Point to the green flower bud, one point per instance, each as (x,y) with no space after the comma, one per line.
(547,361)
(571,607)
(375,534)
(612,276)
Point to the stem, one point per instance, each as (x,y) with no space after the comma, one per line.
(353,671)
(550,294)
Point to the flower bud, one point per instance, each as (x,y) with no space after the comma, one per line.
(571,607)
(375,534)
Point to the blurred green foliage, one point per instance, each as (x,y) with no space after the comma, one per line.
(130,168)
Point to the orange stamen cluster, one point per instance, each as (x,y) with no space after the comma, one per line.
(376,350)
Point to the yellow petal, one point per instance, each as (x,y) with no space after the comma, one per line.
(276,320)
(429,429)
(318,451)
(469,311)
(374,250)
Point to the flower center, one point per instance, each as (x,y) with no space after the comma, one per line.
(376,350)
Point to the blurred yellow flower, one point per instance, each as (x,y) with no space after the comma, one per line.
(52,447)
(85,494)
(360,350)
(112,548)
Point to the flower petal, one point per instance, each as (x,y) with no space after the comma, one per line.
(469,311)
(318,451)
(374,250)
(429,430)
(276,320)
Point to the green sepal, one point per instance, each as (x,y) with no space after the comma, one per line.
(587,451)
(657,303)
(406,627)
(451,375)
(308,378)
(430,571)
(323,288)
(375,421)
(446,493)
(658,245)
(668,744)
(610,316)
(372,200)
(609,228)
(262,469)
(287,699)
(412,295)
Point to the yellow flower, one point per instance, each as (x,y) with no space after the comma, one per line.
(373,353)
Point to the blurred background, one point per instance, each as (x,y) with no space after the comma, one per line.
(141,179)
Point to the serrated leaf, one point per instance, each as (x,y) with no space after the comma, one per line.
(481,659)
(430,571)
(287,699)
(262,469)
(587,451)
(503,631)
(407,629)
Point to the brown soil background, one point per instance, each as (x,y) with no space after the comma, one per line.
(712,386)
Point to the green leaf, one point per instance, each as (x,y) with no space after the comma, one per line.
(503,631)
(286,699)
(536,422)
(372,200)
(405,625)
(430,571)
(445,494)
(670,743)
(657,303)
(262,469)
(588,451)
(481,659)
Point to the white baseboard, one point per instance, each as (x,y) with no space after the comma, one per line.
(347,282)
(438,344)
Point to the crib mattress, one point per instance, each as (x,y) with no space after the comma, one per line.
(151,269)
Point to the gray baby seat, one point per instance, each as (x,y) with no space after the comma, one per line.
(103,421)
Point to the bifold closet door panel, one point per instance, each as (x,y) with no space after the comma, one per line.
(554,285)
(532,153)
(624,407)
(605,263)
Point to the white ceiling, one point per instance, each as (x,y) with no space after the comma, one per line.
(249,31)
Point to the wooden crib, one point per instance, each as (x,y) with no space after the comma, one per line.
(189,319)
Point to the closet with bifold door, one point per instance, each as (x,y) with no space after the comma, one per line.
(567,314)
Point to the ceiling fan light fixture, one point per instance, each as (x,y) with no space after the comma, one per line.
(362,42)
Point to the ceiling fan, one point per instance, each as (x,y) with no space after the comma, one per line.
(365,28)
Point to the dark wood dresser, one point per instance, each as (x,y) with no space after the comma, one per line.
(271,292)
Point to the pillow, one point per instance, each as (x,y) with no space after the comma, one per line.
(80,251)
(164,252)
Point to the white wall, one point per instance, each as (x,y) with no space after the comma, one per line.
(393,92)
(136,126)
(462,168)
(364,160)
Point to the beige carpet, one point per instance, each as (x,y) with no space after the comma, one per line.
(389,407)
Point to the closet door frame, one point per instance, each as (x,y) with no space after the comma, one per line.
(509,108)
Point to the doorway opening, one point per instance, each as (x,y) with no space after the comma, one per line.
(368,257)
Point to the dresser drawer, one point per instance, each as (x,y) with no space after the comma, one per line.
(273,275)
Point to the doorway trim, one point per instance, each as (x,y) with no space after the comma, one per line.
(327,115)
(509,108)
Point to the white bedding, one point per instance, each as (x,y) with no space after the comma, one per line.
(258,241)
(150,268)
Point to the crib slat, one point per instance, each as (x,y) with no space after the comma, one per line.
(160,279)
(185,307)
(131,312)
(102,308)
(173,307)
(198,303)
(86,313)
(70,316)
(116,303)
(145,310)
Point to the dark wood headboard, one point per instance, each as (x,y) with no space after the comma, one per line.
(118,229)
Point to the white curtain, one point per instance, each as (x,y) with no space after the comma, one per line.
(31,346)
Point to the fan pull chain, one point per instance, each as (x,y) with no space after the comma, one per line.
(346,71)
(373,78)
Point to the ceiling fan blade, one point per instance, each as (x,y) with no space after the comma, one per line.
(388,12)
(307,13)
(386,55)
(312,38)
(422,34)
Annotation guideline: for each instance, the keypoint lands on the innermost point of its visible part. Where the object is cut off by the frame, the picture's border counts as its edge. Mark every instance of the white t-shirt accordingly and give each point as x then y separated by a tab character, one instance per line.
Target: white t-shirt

-*-*-

**EXERCISE AIM**:
Transcribe every line of the records exactly, please.

**EXERCISE ANSWER**:
Point to the green flower bud, one point per instance, each as (x,y) with no space after the comma, one per line.
(547,361)
(571,607)
(375,534)
(612,276)
Point to the stem, one point per instance, each as (x,y) with no space after the comma, one per line.
(353,671)
(550,294)
Point to the flower bud, one point per instance, each as (x,y) with no space after the comma, one per line.
(571,607)
(375,534)
Point to the blurred green foliage, one point per instance, each as (x,y) with no space after the comma, one per line.
(130,168)
Point to the orange stamen cluster, one point per instance, each as (x,y) with no space after the comma, one per line.
(376,350)
Point to the yellow petal, one point per instance, each as (x,y) with no space after the comma, one per line.
(276,320)
(429,429)
(318,451)
(469,311)
(374,250)
Point to the flower center, one point per instance, each as (x,y) with no space after the comma, one per line.
(376,350)
Point to the blurred yellow flower, one point per instance, each as (x,y) with no space after the comma, one per line.
(52,447)
(85,494)
(360,350)
(112,548)
Point to the flower petal, one point per instance, each as (x,y) with no space after the comma, one per line.
(469,311)
(318,451)
(374,250)
(429,430)
(276,320)
Point to the green sepal, one point per instance, each as (x,y) with no space after the comma, one per line.
(587,451)
(657,303)
(406,627)
(451,375)
(308,378)
(430,571)
(323,288)
(375,421)
(446,493)
(658,245)
(668,744)
(610,316)
(372,200)
(609,228)
(262,469)
(287,699)
(412,295)
Point to the yellow flower, one point per instance, each as (x,y) with no space after the comma, one per line.
(373,353)
Point to the blurred background, one point per instance, each as (x,y) with no space after the comma, one per line.
(141,179)
Point to the serrated leaf, one point per instance, each as (x,y) with no space after the comma, one per line.
(481,659)
(430,571)
(287,699)
(262,469)
(587,451)
(503,631)
(407,629)
Point to the brown soil background, one point per instance, each as (x,y) with no space after the comma, one per line.
(712,386)
Point to the green leaf, one point per instance, each as (x,y) with no space after the comma, one per line.
(503,631)
(286,699)
(536,422)
(372,200)
(405,625)
(430,571)
(445,494)
(670,743)
(657,303)
(262,469)
(588,451)
(481,659)
Point to the white baseboard, one point per instance, each as (x,y) with no space after the comma, one per line.
(347,282)
(438,344)
Point to the crib mattress, one point per instance, each as (x,y) with no space after the comma, one per line.
(151,269)
Point to the gray baby seat, one point per instance, each as (x,y) with no space after the comma, one per line.
(103,421)
Point to the bifold closet door panel, one point per instance, each as (x,y) with no space after the comma, one per line.
(554,285)
(532,153)
(624,407)
(605,263)
Point to the white ceiling, one point per instance, each as (x,y) with no space after the comma, one per line.
(249,31)
Point to the wooden crib, one point per instance, each as (x,y) with no space after the comma, one per line.
(189,319)
Point to the closet with bifold door, one point per instance, each as (x,y) with no space after the comma, one per line.
(567,314)
Point to the ceiling fan light fixture, one point per instance, each as (x,y) with no space after the comma, one per line.
(362,42)
Point to the ceiling fan, one point per instance, each as (x,y) with no space after the comma, one per line.
(365,28)
Point to the dark wood dresser, one point per instance, each as (x,y) with no space after the comma, one per line.
(271,292)
Point to the pillow, one point per instance, each as (x,y) with no space after the comma, one per line.
(80,251)
(164,252)
Point to the white wall, one point per instance, each as (x,y) with no space after the comma, one per line.
(393,92)
(136,126)
(462,168)
(364,160)
Point to the beige carpet, one point per instance, each as (x,y) with no space after the comma, one per line.
(389,407)
Point to the closet door frame, one point per instance, each as (x,y) with no space after the comma, one per line.
(509,108)
Point to the doorway opening, one point per instance, each as (x,y) with no space after the comma, one per line.
(368,257)
Point to the dresser drawer, one point per instance, each as (x,y) with no space after the comma, one per line.
(273,275)
Point to the doorway trim, one point per instance, each as (x,y) with no space after the comma, one per line.
(327,115)
(509,108)
Point to the white bedding, one point per instance, each as (x,y) with no space after the comma, one per line.
(258,241)
(150,268)
Point to the crib slat, one point per instance, each as (x,y) with no space after the comma, one per line.
(160,279)
(185,307)
(131,312)
(102,308)
(173,307)
(198,303)
(86,313)
(70,316)
(116,303)
(145,310)
Point to the dark wood headboard, one point per instance, each as (x,y) with no space after the comma, one per line.
(118,229)
Point to the white curtain, one point per instance, each as (x,y) with no space after the comma, one per line.
(31,346)
Point to the fan pull chain, one point per instance, each as (x,y) with no space after the comma, one per line.
(346,71)
(373,78)
Point to the ceiling fan blade, one point per instance, each as (x,y) with no space after the comma, one per line.
(388,12)
(307,13)
(386,55)
(312,38)
(422,34)
Annotation guideline: for each instance, the keypoint lands on the innermost point of its visible part. Where the object is cut off by the frame, the picture's border counts as its edge. Mark every instance of the white t-shirt accordingly and give each point as x then y separated by a tab character, one instance per line.
Target: white t-shirt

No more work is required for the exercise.